◆ Data for this exercise
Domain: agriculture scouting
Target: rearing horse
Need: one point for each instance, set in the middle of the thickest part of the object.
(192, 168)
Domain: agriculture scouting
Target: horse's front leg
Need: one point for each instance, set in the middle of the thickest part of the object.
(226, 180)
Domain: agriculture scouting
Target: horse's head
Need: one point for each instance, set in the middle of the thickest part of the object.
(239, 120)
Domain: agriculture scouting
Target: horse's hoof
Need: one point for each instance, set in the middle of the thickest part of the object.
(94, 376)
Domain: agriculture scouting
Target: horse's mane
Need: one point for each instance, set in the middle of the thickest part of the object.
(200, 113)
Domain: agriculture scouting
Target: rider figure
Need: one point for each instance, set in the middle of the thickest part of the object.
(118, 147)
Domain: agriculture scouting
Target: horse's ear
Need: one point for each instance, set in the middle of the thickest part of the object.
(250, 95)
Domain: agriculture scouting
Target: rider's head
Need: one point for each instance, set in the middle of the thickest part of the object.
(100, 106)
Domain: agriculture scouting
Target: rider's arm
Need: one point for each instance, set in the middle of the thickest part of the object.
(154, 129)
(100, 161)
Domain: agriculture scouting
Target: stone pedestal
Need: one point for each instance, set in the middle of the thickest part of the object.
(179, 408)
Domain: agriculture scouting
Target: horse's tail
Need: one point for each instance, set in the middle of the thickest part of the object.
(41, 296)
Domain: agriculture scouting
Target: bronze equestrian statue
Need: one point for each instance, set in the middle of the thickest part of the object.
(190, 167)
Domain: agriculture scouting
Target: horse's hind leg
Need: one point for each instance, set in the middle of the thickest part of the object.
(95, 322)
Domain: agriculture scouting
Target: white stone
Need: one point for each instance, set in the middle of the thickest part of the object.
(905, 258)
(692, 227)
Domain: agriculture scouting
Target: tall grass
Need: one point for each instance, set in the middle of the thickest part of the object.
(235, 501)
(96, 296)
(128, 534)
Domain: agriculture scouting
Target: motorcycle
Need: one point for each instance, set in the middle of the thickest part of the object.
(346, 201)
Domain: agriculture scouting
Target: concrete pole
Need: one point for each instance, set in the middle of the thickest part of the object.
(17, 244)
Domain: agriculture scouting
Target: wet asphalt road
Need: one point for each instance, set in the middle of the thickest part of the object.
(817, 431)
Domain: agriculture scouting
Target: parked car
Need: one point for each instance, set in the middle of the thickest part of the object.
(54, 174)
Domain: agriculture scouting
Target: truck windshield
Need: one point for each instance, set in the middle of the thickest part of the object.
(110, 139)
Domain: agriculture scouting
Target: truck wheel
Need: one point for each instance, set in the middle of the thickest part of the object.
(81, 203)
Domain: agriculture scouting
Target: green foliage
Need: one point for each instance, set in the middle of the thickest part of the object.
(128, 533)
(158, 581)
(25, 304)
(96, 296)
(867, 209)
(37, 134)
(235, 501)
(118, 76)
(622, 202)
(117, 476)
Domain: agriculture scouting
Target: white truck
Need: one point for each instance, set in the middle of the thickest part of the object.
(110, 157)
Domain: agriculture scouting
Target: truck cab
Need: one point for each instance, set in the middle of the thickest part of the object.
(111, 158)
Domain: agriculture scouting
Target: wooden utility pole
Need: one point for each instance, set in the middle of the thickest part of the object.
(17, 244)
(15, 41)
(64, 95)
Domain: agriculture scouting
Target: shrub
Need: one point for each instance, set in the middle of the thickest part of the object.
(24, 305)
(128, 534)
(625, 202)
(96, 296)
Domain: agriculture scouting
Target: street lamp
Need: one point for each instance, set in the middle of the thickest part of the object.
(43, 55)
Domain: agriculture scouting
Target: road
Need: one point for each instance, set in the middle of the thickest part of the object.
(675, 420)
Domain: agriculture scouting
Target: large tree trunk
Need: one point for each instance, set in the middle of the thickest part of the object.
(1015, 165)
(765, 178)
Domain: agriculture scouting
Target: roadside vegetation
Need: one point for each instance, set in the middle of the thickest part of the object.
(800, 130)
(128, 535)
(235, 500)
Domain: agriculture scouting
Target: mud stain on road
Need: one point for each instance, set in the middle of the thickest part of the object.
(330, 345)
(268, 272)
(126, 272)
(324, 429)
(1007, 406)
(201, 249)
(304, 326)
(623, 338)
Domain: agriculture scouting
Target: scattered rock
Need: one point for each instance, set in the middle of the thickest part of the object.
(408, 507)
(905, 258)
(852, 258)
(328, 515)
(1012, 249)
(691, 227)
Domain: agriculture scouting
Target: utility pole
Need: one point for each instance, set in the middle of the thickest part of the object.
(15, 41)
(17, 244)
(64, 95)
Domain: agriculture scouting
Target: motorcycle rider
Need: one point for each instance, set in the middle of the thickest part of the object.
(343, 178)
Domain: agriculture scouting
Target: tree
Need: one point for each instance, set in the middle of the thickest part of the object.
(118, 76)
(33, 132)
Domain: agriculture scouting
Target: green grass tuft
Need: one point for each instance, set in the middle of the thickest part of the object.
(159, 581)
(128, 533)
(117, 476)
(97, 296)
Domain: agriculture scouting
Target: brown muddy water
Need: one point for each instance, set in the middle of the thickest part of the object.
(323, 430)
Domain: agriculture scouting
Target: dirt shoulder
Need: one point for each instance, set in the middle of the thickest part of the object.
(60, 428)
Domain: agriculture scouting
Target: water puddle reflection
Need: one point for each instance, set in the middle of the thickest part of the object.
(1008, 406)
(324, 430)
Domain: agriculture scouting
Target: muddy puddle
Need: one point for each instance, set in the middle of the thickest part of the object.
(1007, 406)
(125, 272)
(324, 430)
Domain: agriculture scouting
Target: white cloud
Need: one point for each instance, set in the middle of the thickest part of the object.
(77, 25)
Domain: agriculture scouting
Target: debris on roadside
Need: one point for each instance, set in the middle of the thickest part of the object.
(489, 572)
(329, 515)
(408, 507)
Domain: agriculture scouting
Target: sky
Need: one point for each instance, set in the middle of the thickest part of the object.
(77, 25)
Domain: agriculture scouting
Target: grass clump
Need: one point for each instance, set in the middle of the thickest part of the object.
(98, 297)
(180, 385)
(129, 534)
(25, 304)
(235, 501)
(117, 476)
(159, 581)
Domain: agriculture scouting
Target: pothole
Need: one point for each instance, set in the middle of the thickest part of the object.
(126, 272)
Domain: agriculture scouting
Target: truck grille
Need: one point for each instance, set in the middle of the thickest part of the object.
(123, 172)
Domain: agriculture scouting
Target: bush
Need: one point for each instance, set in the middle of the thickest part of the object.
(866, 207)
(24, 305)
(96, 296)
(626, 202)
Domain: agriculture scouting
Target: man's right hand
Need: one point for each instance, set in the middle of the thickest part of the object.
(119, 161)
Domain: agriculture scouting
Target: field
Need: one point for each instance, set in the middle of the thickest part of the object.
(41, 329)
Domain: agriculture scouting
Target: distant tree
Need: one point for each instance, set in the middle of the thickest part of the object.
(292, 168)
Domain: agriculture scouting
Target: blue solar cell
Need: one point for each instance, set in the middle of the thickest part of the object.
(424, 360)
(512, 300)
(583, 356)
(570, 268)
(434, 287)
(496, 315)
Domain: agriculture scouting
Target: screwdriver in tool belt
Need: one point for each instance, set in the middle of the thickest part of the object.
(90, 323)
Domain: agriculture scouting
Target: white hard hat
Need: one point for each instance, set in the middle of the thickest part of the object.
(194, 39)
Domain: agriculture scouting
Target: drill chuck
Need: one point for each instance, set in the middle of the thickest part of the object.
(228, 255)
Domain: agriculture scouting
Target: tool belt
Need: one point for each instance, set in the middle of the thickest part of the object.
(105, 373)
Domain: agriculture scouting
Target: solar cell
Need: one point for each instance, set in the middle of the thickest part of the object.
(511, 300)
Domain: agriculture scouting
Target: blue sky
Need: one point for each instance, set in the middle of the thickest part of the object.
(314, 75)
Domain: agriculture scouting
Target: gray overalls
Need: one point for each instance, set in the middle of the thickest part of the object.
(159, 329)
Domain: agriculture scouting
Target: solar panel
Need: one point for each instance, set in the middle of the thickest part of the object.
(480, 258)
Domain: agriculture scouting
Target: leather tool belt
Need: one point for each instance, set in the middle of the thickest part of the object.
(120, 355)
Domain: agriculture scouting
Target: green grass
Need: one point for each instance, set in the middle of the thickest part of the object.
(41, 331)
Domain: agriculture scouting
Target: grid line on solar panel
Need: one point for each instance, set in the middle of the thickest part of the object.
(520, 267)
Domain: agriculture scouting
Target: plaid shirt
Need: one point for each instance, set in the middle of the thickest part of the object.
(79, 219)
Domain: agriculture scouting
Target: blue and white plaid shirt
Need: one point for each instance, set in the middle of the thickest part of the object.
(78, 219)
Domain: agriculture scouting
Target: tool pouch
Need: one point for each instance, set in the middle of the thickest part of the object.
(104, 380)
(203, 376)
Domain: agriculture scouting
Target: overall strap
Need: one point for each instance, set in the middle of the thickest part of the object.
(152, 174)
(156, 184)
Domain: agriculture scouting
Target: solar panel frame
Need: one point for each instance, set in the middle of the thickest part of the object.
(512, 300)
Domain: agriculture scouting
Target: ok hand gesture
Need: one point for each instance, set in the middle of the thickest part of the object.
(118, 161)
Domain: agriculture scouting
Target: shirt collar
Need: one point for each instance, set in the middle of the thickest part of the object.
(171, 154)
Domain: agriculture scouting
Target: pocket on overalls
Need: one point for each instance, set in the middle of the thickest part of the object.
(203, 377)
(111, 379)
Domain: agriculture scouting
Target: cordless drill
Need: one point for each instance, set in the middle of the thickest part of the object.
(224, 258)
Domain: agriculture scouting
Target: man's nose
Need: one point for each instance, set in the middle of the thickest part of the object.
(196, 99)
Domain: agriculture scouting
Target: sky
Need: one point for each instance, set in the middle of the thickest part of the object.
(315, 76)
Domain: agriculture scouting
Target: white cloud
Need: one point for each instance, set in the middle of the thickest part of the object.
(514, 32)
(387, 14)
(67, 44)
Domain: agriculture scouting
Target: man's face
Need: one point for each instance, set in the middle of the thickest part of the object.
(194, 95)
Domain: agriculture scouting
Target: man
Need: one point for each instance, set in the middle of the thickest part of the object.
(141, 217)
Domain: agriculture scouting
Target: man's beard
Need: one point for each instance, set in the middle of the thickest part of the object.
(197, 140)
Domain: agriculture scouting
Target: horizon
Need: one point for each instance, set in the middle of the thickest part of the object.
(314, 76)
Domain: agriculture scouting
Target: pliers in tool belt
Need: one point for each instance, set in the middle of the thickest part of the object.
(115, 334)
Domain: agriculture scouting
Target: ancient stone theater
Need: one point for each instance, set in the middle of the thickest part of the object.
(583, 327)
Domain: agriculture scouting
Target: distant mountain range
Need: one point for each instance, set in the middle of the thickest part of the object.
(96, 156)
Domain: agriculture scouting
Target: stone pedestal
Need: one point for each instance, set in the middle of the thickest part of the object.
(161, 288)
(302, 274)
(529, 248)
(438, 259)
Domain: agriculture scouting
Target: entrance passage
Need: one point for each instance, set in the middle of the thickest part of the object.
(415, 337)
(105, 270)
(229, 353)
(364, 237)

◆ Aim of the exercise
From the lines above, extract every one that contains the string "drill", matching case exactly.

◆ Exercise response
Target: drill chuck
Target: cordless drill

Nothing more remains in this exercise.